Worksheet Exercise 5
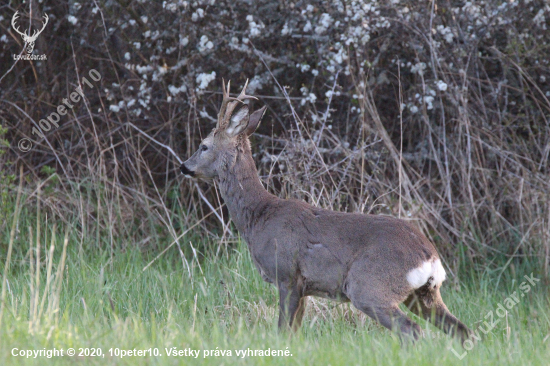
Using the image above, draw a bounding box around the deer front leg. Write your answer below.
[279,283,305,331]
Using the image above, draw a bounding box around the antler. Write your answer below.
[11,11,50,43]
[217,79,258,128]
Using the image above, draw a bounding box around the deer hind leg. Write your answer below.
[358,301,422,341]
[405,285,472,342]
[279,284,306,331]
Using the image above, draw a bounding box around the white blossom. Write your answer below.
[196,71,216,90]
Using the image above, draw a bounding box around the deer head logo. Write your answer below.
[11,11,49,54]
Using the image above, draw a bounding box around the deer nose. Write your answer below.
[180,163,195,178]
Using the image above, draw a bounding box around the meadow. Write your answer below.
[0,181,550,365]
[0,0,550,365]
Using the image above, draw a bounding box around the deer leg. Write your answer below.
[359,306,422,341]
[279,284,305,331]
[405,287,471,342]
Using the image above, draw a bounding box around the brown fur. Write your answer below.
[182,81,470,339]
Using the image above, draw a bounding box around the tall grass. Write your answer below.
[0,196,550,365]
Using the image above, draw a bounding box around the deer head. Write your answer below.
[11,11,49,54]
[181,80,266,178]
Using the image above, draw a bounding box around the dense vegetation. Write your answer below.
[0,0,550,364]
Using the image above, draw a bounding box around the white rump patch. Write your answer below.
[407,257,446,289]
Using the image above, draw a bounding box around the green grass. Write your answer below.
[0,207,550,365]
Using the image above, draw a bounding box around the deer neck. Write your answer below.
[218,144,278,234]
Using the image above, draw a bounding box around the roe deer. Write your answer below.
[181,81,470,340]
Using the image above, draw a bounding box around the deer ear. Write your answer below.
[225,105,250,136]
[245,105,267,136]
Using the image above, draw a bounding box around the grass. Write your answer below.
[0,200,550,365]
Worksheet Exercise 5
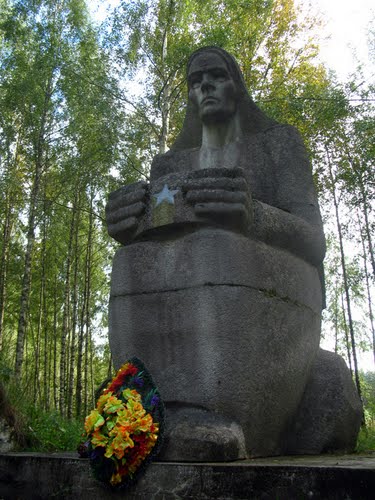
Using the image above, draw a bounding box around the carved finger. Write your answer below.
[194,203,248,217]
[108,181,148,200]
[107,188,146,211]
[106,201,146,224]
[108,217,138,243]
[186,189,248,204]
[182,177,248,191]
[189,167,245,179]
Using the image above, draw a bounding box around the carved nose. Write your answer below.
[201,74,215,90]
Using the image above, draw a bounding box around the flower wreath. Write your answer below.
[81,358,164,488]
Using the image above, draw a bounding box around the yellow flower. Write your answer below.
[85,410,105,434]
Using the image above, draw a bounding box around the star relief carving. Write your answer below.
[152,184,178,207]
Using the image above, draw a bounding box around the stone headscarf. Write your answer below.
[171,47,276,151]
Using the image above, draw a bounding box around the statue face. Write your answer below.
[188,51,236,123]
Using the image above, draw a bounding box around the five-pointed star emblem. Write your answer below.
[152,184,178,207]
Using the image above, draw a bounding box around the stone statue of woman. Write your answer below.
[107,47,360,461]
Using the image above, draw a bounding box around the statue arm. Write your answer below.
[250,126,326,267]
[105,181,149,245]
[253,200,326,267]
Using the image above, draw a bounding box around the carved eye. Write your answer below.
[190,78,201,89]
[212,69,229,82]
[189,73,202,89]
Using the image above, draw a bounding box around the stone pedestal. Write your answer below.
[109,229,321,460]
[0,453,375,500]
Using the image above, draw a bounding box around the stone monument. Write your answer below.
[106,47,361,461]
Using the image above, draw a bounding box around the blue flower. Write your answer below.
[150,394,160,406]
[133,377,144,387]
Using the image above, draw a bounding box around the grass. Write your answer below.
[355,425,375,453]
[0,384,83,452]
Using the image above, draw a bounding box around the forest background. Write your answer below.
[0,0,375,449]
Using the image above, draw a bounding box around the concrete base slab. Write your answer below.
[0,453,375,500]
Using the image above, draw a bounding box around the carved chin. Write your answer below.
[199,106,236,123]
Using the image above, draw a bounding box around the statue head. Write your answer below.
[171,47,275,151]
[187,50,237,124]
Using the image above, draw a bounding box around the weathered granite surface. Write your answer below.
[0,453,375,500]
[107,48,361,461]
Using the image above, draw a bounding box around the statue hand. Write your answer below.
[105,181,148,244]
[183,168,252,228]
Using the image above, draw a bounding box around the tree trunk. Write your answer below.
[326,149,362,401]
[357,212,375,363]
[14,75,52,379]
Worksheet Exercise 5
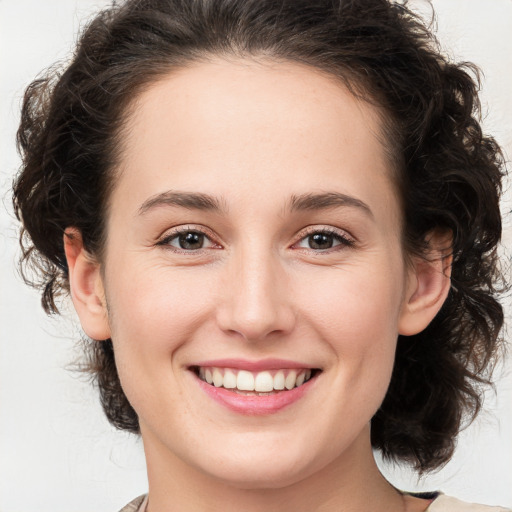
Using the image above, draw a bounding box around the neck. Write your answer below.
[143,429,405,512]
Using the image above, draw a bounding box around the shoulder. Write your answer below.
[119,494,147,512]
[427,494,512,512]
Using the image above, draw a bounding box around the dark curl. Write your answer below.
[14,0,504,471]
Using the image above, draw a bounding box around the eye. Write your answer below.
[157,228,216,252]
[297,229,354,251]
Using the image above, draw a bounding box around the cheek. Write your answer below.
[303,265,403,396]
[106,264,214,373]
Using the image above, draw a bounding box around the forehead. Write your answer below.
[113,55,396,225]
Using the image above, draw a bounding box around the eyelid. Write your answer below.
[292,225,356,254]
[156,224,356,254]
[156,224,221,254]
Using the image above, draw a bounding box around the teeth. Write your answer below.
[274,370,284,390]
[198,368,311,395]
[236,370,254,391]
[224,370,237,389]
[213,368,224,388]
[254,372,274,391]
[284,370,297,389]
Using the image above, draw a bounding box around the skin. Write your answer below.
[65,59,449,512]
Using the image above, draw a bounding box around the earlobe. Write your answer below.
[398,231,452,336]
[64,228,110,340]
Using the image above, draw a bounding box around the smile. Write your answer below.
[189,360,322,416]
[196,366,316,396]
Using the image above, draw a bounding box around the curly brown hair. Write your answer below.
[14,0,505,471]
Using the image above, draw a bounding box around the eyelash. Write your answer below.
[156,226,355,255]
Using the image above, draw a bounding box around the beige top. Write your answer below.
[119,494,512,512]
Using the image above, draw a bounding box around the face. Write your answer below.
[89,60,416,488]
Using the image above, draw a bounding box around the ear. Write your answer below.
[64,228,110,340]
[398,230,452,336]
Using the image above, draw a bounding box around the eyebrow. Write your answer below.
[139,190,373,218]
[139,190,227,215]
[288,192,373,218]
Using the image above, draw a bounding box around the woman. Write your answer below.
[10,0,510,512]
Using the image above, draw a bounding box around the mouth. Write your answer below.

- Written request: Copy all of the records above word for word, leaving out the pictures.

- Answer to this exercise:
Worksheet Exercise 5
Using the image above, draw a bounding box around the deer front leg. Write your answer below.
[279,283,305,331]
Using the image above, draw a bounding box around the antler. Write your answer below.
[11,11,50,43]
[217,79,258,128]
Using the image above, draw a bounding box around the deer hind leg. Write your answer below.
[358,301,422,341]
[405,285,472,342]
[279,284,306,331]
Using the image above, draw a bounding box around the white blossom. Write your answer below.
[196,71,216,90]
Using the image above, draw a bounding box around the deer head logo. Write your answer below.
[11,11,49,54]
Using the image above, draw a bounding box around the deer nose. Write your answer below.
[180,163,195,178]
Using the image above, draw a bounding box around the meadow. Write your answer below.
[0,181,550,365]
[0,0,550,365]
Using the image above, draw a bounding box around the deer leg. Write your answer below.
[359,306,422,341]
[279,284,305,331]
[405,287,471,342]
Using the image above, draw a bounding box around the brown fur. Write your answer below.
[182,81,470,339]
Using the image above, draw a bounding box around the tall grass. Write your answer below.
[0,196,550,365]
Using the image above, draw a bounding box around the deer head. Write your answer below.
[11,11,49,54]
[181,80,266,178]
Using the image above, draw a bounding box around the dense vegetation. Write your answer below.
[0,0,550,364]
Using the image above, draw a bounding box around the white rump patch. Write your answer below.
[407,257,446,289]
Using the image above, draw a bounding box around the green grass. Write your answer below.
[0,207,550,365]
Using the image above, draw a bounding box around the deer neck. Write your answer below.
[218,144,278,234]
Using the image above, draw a bounding box around the roe deer. Write your answer below.
[181,81,470,340]
Using the image above, draw a bounding box around the deer ear. Write your answer below.
[225,105,250,136]
[245,105,267,136]
Using the image above, draw a bounding box around the grass. Write your answer below.
[0,200,550,365]
Worksheet Exercise 5
Using the image above, draw a bounding box around the carved finger. Write your answer below.
[194,203,248,217]
[108,181,148,200]
[107,188,146,211]
[106,201,146,224]
[108,217,138,243]
[186,189,248,204]
[182,177,248,191]
[189,167,245,179]
Using the image above, draw a bounding box around the carved nose. Write your answer below.
[201,74,215,90]
Using the image above, draw a bounding box around the flower wreath. Write your answer below.
[81,358,164,488]
Using the image above, draw a bounding box around the yellow flower. Write your answer below.
[85,410,105,434]
Using the image above, draw a bounding box around the star relief carving. Write your answer below.
[152,184,178,207]
Using the image above, draw a bounding box around the stone headscarf. Write your answer below.
[171,47,276,151]
Using the image above, draw a bounding box around the statue face. Write your answer below.
[188,51,236,123]
Using the image above, draw a bounding box around the five-pointed star emblem. Write your answer below.
[152,184,178,207]
Using the image above, draw a bounding box around the stone statue of woman. Write your answer below.
[107,47,360,461]
Using the image above, draw a bounding box around the statue arm. Write your answer below.
[250,126,326,267]
[105,181,149,245]
[253,200,326,267]
Using the image above, draw a bounding box around the carved eye. Write your answer below.
[190,78,201,89]
[212,69,229,82]
[189,73,202,89]
Using the image above, draw a bounding box around the stone pedestal. Write your answer below.
[109,229,321,460]
[0,453,375,500]
Using the image above, draw a bounding box around the stone monument. Write your answer below.
[106,47,361,461]
Using the image above, draw a bounding box around the blue flower. Write your answer below.
[150,394,160,406]
[133,377,144,387]
Using the image above, draw a bounding box around the grass. Write your answer below.
[355,425,375,453]
[0,384,83,452]
Using the image above, draw a bounding box around the forest background. Write your answer below.
[0,0,375,449]
Using the image above, draw a bounding box around the concrete base slab. Write your answer below.
[0,453,375,500]
Using the image above, draw a bounding box around the carved chin. Write your answer below.
[199,106,236,123]
Using the image above, draw a bounding box around the statue head. Write your answer below.
[171,47,275,151]
[187,50,237,124]
Using the image above, draw a bounding box around the weathered granite surface. Write your answer below.
[0,453,375,500]
[107,48,361,461]
Using the image above, draw a bounding box around the statue hand. Write your answer below.
[105,181,148,244]
[183,168,252,228]
Using the image above, draw a bounding box around the tree trunk. Write your answer below.
[326,149,362,401]
[357,212,375,363]
[14,75,52,379]
Worksheet Exercise 5
Using the image above, draw a bounding box around the neck. Write your answer below.
[143,429,405,512]
Using the image above, draw a bounding box around the shoulder. Write your answer below.
[119,494,147,512]
[427,494,512,512]
Using the image above, draw a bounding box around the dark curl. Write your answer below.
[14,0,504,471]
Using the image above, draw a bounding box around the eye. Write your answer below.
[157,228,216,252]
[297,229,354,251]
Using the image above, draw a bounding box around the cheek. Write your answer below.
[303,265,403,396]
[106,264,214,373]
Using the image above, draw a bounding box around the forehead. Write your answer below.
[113,55,396,225]
Using the image above, draw a bounding box around the eyelid. Write your answer below.
[292,225,356,254]
[156,224,356,254]
[156,224,221,254]
Using the image above, draw a bounding box around the teeth. Write your answer below.
[274,370,284,390]
[198,368,311,395]
[236,370,254,391]
[224,370,237,389]
[213,368,224,388]
[254,372,274,391]
[284,370,297,389]
Using the image above, draw a bounding box around the skin. Write your answer below.
[65,59,449,512]
Using the image above, draw a bounding box around the earlobe. Write your answer below.
[398,231,452,336]
[64,228,110,340]
Using the image above, draw a bounding box around the smile. Write your answer below.
[189,360,322,416]
[196,366,316,396]
Using the image above, draw a bounding box around the curly brown hair. Write your answer below.
[14,0,505,471]
Using the image above, draw a bounding box around the eyelash. Write your answer below.
[156,226,355,255]
Using the image above, draw a bounding box around the beige top. Write your answer below.
[119,494,512,512]
Using the image above, draw a bounding box around the face. Write your answer below.
[89,60,416,488]
Using the image above, draw a bounding box around the ear. Write your answer below.
[64,228,110,340]
[398,230,452,336]
Using the image above, draw a bounding box around the eyebrow. Write your answer below.
[139,190,373,218]
[139,190,227,215]
[288,192,373,218]
Using the image above, draw a bounding box around the woman. Write your answer below.
[10,0,510,512]
Using the image above, draw a bounding box around the mouth. Write your answer below.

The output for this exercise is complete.